Can you reproduce every line of the listing below word for word, leaving out the pictures?

+--

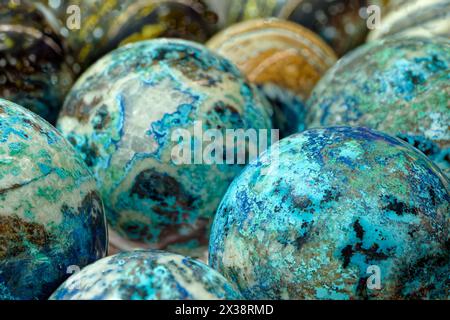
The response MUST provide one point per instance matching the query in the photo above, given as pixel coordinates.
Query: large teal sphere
(146, 275)
(322, 210)
(397, 85)
(51, 214)
(121, 115)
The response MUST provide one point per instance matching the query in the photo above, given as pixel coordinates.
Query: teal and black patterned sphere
(122, 115)
(321, 209)
(398, 86)
(51, 215)
(146, 275)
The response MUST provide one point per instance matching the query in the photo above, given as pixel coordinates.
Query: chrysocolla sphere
(51, 215)
(146, 275)
(122, 115)
(398, 86)
(321, 209)
(34, 69)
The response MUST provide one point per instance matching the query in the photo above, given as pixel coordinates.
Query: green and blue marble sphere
(51, 215)
(400, 86)
(121, 115)
(309, 218)
(146, 275)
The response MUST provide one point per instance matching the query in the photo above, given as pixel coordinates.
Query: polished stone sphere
(34, 70)
(122, 115)
(284, 59)
(399, 86)
(320, 211)
(414, 18)
(105, 25)
(146, 275)
(51, 215)
(338, 22)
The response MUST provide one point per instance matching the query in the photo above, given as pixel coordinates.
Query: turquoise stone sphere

+--

CORRECT RESPONSE —
The response MUST provide one point per instance matching the query in the photo above, given as pixel coordinates.
Query: large teal sphere
(146, 275)
(322, 210)
(397, 85)
(51, 214)
(121, 115)
The response MUST provide one point per instance matching the query in the photo above, given as pixel coordinates.
Query: teal and black patterned sphere
(122, 115)
(321, 209)
(398, 86)
(51, 215)
(146, 275)
The response MUST provide one point per instance matching the query in the photo above, given as pixel coordinates.
Query: chrysocolla sphere
(51, 215)
(146, 275)
(122, 115)
(398, 86)
(321, 209)
(34, 69)
The response MUST provide one point per instance matching the query in the photo above, given as pixel coordinates.
Query: green and blue marble sphere
(51, 215)
(400, 86)
(121, 115)
(309, 218)
(146, 275)
The response MUST provide one point per instance matching the query in the photo above, given as pixel coordinates.
Query: polished stone sphere
(34, 70)
(122, 115)
(284, 59)
(399, 86)
(320, 211)
(414, 18)
(105, 25)
(146, 275)
(51, 215)
(338, 22)
The response MUST provide one point per instance matching the query in the photo above, given as pixel coordinates.
Query: turquoise stone sphere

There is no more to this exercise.